▶ **EXERCISE DETAILS**
Please print exactly the lines running from the one that contains "Can you find the high-rise" to the end of the data, with both lines included.

▶ **DATA SUPPLIED**
--- begin ---
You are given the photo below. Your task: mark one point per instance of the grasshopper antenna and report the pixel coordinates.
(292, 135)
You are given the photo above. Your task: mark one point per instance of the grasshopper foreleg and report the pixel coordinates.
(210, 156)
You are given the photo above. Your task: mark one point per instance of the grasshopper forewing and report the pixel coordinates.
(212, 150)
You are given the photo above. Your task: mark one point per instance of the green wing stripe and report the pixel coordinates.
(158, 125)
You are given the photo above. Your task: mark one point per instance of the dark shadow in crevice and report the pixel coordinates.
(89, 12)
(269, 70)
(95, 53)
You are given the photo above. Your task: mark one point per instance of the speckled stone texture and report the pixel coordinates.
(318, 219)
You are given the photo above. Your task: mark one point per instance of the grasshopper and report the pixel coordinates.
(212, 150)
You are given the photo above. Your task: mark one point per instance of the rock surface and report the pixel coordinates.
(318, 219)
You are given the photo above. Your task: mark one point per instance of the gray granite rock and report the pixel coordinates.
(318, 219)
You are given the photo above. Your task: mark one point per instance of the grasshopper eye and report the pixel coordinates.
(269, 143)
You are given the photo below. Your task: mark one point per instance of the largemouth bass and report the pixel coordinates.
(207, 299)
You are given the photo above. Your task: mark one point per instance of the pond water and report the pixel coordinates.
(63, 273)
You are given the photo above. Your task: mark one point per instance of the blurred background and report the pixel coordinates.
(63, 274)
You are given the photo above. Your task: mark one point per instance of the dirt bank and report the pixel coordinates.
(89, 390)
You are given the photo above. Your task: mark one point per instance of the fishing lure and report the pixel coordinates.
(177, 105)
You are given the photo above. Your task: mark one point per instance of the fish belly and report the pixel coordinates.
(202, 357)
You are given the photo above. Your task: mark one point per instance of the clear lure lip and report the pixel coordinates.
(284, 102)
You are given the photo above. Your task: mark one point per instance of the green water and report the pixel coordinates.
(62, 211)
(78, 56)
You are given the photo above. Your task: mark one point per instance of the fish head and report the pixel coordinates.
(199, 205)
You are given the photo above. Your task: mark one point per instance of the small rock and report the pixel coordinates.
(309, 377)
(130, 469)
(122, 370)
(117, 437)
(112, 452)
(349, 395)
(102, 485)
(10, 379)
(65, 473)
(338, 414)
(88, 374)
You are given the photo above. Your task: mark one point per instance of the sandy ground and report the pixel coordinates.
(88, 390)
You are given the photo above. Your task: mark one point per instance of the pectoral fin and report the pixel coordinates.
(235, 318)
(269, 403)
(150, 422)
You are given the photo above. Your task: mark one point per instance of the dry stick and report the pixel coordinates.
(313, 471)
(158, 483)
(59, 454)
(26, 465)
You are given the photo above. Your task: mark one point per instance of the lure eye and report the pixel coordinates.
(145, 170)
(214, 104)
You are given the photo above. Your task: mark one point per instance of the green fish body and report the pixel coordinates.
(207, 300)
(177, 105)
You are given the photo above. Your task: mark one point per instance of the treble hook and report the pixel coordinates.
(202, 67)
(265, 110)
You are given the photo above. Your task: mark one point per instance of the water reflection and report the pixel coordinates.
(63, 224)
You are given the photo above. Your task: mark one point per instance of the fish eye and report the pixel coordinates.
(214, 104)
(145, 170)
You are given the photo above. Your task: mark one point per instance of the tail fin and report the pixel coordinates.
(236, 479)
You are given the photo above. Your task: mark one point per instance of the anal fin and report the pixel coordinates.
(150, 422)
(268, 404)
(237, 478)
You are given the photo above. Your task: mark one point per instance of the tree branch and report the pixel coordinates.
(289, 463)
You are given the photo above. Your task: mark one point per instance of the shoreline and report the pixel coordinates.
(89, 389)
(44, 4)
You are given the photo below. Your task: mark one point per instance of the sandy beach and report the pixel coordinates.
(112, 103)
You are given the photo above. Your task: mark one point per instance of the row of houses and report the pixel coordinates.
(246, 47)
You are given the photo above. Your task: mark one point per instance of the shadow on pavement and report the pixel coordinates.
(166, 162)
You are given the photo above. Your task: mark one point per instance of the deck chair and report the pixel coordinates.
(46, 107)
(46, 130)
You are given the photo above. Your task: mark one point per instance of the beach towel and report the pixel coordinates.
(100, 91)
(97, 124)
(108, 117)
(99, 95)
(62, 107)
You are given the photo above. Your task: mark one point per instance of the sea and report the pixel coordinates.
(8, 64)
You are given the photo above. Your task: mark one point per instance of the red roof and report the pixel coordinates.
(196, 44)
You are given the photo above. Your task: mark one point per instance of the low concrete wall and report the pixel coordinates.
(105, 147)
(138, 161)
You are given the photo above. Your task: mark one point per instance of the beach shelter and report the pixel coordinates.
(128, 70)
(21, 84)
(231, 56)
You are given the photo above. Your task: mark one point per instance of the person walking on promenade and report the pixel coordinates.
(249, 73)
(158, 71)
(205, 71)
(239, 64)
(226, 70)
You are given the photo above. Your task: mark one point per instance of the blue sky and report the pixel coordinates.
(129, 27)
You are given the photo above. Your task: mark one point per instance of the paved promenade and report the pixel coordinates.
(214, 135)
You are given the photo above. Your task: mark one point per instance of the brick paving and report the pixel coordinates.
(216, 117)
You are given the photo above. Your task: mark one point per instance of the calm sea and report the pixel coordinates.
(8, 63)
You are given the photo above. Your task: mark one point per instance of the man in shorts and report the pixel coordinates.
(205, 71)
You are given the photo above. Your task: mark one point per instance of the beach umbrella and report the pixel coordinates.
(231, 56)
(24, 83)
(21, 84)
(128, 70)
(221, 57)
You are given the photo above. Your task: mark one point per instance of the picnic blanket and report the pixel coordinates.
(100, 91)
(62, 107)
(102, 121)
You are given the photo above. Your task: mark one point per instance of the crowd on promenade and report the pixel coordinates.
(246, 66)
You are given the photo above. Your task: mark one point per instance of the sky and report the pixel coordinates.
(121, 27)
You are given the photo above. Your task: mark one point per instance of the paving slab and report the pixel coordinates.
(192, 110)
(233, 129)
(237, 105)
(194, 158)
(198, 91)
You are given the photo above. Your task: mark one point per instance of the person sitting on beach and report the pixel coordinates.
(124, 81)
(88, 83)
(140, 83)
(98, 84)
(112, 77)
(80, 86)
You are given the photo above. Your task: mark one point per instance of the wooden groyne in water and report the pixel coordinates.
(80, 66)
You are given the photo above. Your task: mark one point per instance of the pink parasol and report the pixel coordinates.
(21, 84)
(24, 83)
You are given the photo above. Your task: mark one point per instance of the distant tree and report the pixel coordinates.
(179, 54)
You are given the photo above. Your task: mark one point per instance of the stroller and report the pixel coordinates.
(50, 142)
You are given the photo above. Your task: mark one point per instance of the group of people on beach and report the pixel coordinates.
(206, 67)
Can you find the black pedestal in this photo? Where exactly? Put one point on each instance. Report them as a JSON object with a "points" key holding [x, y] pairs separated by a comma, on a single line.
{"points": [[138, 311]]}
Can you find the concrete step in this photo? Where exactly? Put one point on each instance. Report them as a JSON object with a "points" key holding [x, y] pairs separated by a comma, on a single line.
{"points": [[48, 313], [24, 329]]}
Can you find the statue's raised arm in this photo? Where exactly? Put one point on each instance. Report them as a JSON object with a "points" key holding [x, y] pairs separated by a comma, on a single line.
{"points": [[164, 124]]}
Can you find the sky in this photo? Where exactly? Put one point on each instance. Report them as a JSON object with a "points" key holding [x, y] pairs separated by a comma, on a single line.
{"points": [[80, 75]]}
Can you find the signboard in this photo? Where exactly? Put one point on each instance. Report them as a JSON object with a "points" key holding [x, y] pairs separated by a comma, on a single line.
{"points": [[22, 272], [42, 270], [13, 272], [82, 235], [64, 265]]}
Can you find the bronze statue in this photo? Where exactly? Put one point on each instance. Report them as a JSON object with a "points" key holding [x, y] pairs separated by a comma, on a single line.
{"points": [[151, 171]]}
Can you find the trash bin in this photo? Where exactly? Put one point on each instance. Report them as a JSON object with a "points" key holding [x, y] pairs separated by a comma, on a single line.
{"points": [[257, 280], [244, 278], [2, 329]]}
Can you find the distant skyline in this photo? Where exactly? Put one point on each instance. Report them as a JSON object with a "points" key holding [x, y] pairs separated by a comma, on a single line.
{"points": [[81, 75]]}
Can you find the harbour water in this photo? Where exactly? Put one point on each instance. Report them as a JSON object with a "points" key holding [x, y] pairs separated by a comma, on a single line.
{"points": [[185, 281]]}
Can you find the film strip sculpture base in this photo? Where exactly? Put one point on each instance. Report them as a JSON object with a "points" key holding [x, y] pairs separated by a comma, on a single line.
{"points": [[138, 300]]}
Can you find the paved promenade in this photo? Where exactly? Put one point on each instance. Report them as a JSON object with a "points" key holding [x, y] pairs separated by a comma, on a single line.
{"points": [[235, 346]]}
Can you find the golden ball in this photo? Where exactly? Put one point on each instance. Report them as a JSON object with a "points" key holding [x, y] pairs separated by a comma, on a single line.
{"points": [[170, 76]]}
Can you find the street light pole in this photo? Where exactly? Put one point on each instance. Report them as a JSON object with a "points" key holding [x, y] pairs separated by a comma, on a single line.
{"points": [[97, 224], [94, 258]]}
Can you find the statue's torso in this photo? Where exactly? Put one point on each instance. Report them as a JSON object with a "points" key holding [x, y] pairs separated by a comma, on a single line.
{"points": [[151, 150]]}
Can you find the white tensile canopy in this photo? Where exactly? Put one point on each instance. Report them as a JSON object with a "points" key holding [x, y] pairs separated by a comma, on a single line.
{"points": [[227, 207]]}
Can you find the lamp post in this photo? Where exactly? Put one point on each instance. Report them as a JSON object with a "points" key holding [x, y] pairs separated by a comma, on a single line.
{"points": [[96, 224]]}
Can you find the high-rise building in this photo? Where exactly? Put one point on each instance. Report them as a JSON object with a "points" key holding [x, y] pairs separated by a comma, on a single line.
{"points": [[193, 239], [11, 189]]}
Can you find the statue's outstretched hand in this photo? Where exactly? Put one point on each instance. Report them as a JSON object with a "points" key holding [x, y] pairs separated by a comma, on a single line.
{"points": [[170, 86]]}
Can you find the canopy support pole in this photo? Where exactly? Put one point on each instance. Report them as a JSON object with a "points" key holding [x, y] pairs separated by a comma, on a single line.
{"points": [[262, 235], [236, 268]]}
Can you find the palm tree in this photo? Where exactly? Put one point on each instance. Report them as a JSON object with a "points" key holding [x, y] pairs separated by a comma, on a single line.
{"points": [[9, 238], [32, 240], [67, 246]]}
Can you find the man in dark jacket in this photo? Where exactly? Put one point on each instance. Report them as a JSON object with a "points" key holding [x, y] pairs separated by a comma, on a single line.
--- end ---
▶ **TASK SOLUTION**
Can you find the high-rise building in this photo? Where exactly? Put one point on each instance. Report them as a JSON object with a "points" key holding [x, y] pairs separated by a comma, on a single line.
{"points": [[193, 239], [11, 189]]}
Can you find the statue's outstretched hand in this photo? Where exactly? Put one point on each instance. Report them as a JSON object with a "points" key holding [x, y] pairs separated by a comma, on a single line.
{"points": [[170, 86]]}
Can you find the canopy support pole in this photo? Where exactly? Put one point on each instance. Report them as a JSON object with a "points" key holding [x, y] pairs separated by a comma, on a single line.
{"points": [[262, 235], [236, 268]]}
Can you find the palm tree in this photo? Where exactly? Put one point on each instance. Report them as a JSON object with a "points" key holding [x, y] pairs separated by a comma, on a single line.
{"points": [[9, 238], [32, 240], [67, 246]]}
Can you find the man in dark jacket in this photo? Where exactly? Put one point on each instance. Report them as a JSON object with a "points" key holding [x, y] pairs separated by a comma, on a single line.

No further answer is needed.